**Material provided:**
⟨

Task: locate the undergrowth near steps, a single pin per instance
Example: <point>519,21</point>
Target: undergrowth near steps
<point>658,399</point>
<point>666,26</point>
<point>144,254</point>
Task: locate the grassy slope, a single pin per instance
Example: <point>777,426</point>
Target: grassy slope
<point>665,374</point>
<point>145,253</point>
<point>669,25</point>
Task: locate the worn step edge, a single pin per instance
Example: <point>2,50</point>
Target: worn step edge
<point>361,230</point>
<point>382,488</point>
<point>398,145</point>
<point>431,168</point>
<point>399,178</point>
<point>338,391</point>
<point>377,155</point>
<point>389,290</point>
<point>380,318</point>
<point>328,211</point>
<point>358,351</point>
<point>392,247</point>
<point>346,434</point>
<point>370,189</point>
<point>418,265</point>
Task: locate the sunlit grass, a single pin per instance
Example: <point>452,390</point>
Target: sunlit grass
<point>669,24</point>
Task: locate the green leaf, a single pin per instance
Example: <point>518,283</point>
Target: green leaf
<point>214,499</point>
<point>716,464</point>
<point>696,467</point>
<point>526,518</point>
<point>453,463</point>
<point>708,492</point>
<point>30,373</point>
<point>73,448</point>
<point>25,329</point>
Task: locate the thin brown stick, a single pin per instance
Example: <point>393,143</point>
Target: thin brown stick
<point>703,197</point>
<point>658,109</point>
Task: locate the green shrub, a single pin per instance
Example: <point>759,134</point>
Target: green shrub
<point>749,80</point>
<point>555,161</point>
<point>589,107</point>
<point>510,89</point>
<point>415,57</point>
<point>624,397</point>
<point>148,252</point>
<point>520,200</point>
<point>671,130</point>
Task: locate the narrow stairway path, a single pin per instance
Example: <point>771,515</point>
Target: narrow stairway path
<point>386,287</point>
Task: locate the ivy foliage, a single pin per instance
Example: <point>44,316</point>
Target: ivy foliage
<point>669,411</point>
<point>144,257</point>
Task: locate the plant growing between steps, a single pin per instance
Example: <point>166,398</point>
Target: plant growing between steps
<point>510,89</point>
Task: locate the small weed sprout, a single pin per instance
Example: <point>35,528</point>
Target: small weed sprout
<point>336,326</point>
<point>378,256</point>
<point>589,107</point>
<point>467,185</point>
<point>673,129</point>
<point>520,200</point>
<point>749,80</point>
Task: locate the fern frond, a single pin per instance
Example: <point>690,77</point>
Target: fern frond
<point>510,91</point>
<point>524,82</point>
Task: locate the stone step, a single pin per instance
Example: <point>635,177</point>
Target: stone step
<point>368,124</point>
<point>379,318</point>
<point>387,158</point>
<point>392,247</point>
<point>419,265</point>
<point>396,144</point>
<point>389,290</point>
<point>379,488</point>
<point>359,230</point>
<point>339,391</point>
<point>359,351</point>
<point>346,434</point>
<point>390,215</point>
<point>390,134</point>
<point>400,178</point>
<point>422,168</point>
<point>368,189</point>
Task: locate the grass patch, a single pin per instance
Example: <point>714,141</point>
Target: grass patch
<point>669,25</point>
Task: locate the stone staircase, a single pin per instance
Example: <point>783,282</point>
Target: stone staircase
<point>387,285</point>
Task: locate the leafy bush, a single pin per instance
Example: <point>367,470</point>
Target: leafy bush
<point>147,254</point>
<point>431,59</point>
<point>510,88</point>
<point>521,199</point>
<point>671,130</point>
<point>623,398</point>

⟩
⟨

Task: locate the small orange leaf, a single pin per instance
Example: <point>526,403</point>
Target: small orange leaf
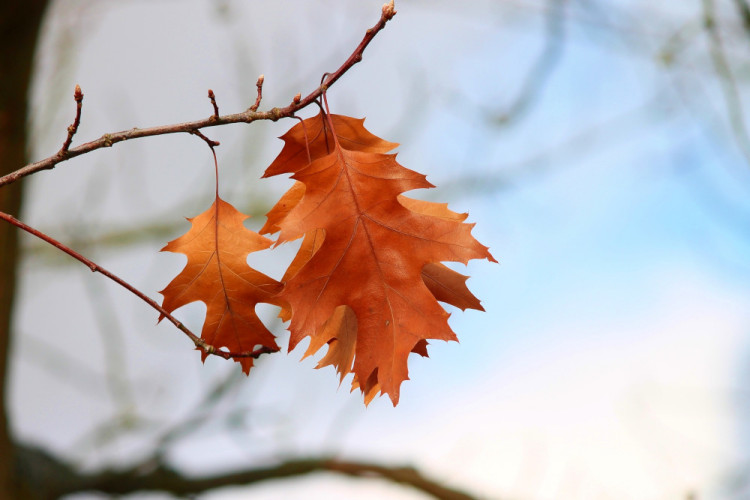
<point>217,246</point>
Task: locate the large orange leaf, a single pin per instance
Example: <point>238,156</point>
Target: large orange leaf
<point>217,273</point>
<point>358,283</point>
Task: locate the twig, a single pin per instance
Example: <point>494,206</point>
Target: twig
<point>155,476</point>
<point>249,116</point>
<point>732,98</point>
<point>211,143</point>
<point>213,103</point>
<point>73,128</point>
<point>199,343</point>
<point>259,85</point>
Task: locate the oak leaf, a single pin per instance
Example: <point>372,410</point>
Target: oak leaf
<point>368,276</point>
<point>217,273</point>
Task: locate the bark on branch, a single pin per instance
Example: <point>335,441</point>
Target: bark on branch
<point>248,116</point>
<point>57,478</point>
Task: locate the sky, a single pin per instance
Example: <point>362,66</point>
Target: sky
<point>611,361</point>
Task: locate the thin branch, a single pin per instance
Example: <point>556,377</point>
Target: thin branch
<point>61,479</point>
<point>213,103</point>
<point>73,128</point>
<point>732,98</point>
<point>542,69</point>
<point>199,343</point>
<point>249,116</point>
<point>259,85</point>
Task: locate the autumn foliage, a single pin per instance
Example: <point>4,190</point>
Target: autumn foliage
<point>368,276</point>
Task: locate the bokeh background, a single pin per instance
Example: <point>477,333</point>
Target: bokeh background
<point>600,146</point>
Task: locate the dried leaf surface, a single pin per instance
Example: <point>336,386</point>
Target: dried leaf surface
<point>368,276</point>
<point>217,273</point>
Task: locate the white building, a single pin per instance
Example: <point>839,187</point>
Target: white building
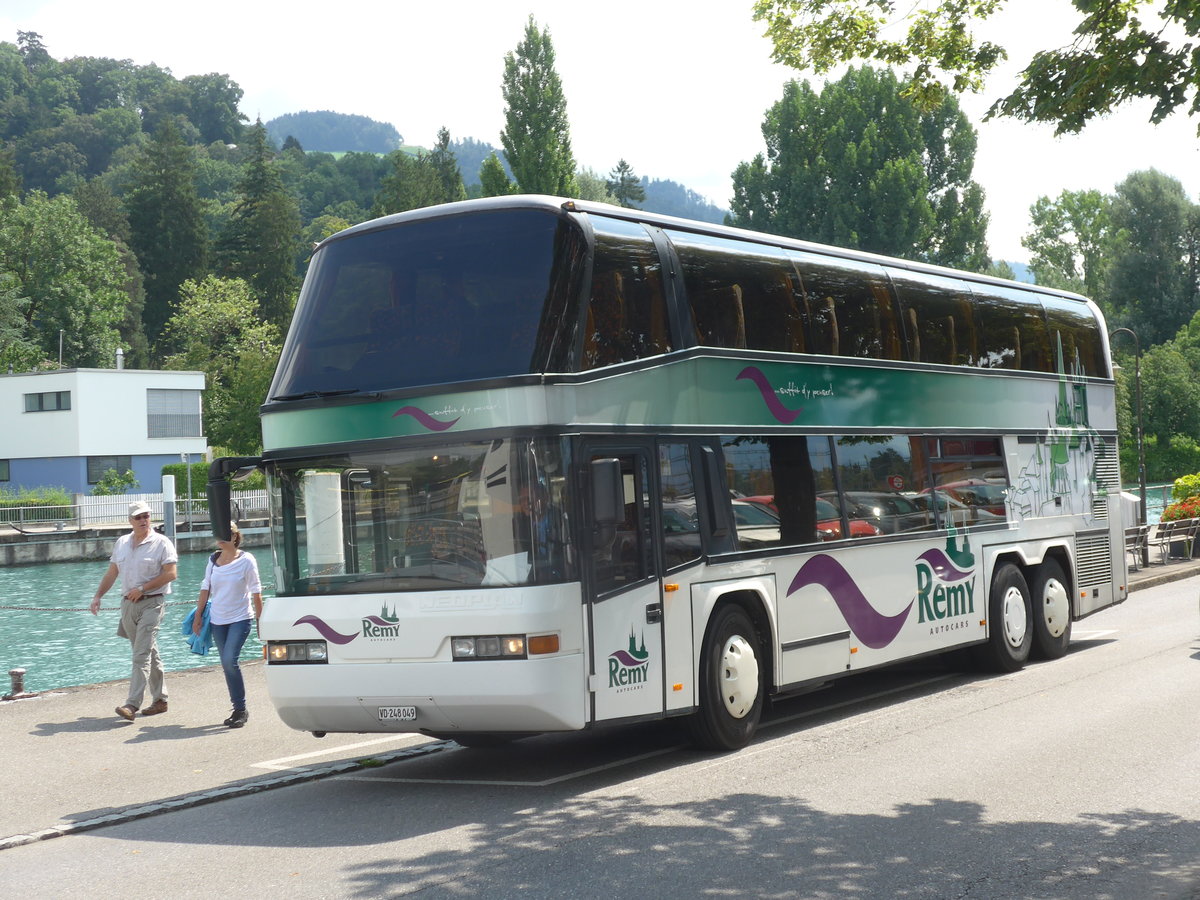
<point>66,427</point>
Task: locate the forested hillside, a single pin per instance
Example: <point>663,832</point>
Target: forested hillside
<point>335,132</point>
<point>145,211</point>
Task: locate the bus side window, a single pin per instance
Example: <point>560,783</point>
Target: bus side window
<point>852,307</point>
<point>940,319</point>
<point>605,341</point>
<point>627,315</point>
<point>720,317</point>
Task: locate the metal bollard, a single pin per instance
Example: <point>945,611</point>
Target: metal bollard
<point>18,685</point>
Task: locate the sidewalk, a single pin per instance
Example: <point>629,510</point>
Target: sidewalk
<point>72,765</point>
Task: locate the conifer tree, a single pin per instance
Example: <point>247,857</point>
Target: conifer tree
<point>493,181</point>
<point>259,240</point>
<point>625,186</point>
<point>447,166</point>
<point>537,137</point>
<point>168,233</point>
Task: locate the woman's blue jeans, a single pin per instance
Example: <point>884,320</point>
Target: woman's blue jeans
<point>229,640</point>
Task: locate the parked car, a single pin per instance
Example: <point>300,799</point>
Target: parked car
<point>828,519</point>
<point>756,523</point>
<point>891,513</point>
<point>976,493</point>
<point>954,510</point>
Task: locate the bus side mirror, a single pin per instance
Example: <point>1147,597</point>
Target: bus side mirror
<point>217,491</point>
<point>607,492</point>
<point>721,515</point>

⟩
⟨

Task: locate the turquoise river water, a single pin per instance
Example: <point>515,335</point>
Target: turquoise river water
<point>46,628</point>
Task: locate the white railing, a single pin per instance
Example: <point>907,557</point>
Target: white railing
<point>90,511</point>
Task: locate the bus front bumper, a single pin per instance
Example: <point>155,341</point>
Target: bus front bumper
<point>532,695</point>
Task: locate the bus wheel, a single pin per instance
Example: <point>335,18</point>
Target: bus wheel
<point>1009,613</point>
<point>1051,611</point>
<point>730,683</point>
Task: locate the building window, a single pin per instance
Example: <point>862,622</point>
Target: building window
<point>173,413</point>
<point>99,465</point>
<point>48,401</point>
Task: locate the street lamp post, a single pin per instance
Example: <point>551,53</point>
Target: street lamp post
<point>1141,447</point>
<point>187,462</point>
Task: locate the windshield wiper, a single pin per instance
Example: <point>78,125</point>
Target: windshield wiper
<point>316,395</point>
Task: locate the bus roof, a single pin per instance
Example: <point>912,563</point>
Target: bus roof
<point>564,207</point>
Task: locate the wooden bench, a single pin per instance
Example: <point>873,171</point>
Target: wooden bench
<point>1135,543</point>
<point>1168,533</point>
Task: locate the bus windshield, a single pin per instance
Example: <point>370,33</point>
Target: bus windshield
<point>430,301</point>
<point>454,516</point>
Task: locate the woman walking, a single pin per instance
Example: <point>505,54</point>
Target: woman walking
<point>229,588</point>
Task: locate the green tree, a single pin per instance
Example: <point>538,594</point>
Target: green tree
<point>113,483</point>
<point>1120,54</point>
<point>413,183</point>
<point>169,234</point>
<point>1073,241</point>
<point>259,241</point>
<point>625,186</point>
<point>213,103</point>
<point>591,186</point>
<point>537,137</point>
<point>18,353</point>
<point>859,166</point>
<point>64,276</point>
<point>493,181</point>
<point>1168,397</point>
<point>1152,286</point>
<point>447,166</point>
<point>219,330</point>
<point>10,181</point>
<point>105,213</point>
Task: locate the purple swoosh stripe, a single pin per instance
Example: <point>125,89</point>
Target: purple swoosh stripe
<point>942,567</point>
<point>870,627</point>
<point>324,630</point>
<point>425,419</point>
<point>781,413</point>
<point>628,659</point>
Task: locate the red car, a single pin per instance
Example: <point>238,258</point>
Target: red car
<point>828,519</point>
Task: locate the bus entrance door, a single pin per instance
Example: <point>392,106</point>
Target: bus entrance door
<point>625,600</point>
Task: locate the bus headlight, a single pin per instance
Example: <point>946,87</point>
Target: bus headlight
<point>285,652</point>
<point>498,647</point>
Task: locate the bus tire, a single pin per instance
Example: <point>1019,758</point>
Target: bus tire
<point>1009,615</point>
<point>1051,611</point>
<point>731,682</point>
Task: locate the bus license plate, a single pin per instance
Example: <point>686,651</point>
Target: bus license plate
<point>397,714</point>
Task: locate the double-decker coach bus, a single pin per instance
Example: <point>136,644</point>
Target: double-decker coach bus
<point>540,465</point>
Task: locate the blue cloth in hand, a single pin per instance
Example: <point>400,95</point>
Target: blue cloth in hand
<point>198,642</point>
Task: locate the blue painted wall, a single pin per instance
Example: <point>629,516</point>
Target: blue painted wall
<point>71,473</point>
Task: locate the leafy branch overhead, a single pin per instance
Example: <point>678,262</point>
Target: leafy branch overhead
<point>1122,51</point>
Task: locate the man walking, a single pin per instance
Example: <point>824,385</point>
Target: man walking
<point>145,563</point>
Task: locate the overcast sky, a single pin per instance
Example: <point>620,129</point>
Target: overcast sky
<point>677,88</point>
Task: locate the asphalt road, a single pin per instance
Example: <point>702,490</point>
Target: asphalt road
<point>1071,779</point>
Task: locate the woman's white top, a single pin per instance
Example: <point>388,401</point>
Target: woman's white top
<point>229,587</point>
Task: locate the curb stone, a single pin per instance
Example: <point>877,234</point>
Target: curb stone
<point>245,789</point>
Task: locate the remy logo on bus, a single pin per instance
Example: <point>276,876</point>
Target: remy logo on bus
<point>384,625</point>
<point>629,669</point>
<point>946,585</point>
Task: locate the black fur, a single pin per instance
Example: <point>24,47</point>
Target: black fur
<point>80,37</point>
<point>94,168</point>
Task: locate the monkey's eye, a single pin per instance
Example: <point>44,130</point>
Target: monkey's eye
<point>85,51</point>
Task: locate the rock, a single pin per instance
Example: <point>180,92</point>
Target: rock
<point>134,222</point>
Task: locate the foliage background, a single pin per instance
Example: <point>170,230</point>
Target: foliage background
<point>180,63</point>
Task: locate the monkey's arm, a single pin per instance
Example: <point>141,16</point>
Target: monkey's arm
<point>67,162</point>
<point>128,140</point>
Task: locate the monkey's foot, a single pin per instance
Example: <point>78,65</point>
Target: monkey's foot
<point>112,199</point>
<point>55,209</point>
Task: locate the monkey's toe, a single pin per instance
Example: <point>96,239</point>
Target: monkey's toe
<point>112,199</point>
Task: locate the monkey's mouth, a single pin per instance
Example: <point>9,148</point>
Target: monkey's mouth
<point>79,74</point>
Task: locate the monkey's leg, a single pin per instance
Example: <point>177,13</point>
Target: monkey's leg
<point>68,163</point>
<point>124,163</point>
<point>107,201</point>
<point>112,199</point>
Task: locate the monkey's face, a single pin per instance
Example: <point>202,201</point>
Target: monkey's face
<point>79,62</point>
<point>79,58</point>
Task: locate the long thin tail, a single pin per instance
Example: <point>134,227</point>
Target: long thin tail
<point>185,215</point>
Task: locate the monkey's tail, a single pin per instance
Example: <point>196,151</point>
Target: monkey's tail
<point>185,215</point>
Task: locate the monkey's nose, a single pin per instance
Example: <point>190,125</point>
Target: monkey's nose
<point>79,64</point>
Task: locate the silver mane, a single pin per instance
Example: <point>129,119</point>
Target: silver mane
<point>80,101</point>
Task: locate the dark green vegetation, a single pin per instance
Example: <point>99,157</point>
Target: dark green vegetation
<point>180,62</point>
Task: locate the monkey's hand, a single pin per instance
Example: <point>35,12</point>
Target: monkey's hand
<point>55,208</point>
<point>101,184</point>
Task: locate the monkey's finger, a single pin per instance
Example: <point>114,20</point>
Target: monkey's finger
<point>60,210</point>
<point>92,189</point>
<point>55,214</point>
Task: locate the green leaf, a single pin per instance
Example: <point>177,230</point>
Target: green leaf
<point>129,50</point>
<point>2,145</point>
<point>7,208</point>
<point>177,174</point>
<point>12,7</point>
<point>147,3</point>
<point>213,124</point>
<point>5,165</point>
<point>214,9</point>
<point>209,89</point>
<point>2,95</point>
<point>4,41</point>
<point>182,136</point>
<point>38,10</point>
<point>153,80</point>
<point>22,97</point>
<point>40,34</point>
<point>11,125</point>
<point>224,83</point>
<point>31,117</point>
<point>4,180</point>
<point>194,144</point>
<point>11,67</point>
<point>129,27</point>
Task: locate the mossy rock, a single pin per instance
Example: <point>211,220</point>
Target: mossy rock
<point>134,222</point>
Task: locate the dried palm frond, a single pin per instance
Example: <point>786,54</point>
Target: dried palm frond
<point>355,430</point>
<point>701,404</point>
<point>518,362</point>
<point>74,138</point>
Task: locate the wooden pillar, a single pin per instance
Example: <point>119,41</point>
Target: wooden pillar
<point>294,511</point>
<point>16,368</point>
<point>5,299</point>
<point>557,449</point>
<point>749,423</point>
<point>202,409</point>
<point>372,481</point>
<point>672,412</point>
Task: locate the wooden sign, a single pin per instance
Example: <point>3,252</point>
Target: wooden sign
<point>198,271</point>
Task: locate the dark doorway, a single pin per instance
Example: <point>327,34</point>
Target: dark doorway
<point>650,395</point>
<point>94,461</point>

⟩

**What you are asked to do:** Only those lines of the entries above that run from the line containing "Example: <point>907,557</point>" to the line containing "Example: <point>862,622</point>", both included, should be transcribed exactly.

**Finished task:**
Example: <point>907,557</point>
Target: white railing
<point>90,511</point>
Task: locate the bus front bumper, a single pin per instance
Example: <point>155,341</point>
Target: bus front bumper
<point>532,695</point>
Task: locate the bus wheel, a single pin per instance
Example: <point>335,18</point>
Target: bus wheel
<point>1009,613</point>
<point>1051,611</point>
<point>730,683</point>
Task: locate the building window, a single pin per instance
Example: <point>862,622</point>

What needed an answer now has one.